** Start **
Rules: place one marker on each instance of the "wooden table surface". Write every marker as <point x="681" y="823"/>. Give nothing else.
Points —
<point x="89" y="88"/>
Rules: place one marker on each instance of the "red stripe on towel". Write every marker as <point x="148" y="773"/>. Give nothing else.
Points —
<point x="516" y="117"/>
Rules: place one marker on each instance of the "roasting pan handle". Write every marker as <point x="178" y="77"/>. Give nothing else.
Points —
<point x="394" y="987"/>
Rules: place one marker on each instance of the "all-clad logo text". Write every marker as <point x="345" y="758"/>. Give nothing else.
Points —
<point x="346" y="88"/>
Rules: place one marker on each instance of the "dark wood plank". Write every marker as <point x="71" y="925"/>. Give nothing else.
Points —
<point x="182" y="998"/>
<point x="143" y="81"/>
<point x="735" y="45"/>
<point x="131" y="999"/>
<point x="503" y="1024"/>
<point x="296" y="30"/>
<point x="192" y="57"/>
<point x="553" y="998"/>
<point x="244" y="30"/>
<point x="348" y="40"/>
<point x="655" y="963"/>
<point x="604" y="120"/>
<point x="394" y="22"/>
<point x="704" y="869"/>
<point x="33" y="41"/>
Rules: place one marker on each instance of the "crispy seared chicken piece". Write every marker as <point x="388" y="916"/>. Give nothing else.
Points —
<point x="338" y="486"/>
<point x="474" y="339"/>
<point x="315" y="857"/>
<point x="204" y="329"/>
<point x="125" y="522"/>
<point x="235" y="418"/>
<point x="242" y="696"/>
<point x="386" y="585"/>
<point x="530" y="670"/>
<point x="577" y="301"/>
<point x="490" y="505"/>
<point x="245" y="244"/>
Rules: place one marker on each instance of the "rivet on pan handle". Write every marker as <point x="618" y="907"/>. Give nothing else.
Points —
** End **
● **WRITTEN TASK**: Reproduce the material above, every line of it, exactly.

● **CORRECT OUTPUT**:
Rules: place one marker on each instance of the "wooden table surface". Write every marker as <point x="681" y="823"/>. Give nothing else.
Points —
<point x="89" y="88"/>
Rules: place one marker on each instance of the "red stripe on towel". Write every marker as <point x="148" y="773"/>. Give nothing else.
Points —
<point x="516" y="117"/>
Rules: place one marker on each instance of the "roasting pan handle". Write every marker as <point x="178" y="77"/>. Give nothing else.
Points —
<point x="394" y="987"/>
Rules: place one marker on each instance of the "all-clad logo text". Write every marker as <point x="345" y="758"/>. Give nothing else.
Points —
<point x="346" y="88"/>
Rules: place one marker on each instance of the "dark wood plank". Write every marker as <point x="71" y="925"/>. Give nothing else.
Points —
<point x="182" y="998"/>
<point x="143" y="81"/>
<point x="735" y="45"/>
<point x="131" y="999"/>
<point x="503" y="1024"/>
<point x="296" y="30"/>
<point x="192" y="57"/>
<point x="553" y="998"/>
<point x="244" y="30"/>
<point x="348" y="40"/>
<point x="655" y="963"/>
<point x="604" y="120"/>
<point x="394" y="22"/>
<point x="704" y="869"/>
<point x="33" y="41"/>
Rules: place one marker on each instance of the "crispy seared chicken piece". Write every marker as <point x="388" y="916"/>. Give nothing else.
Points —
<point x="338" y="486"/>
<point x="474" y="339"/>
<point x="315" y="857"/>
<point x="204" y="329"/>
<point x="125" y="522"/>
<point x="235" y="418"/>
<point x="242" y="696"/>
<point x="386" y="585"/>
<point x="530" y="670"/>
<point x="577" y="301"/>
<point x="490" y="505"/>
<point x="245" y="244"/>
Rules: place one marker on each instance of the "rivet on pan handle". Write every marker as <point x="618" y="907"/>. Give nothing else.
Points —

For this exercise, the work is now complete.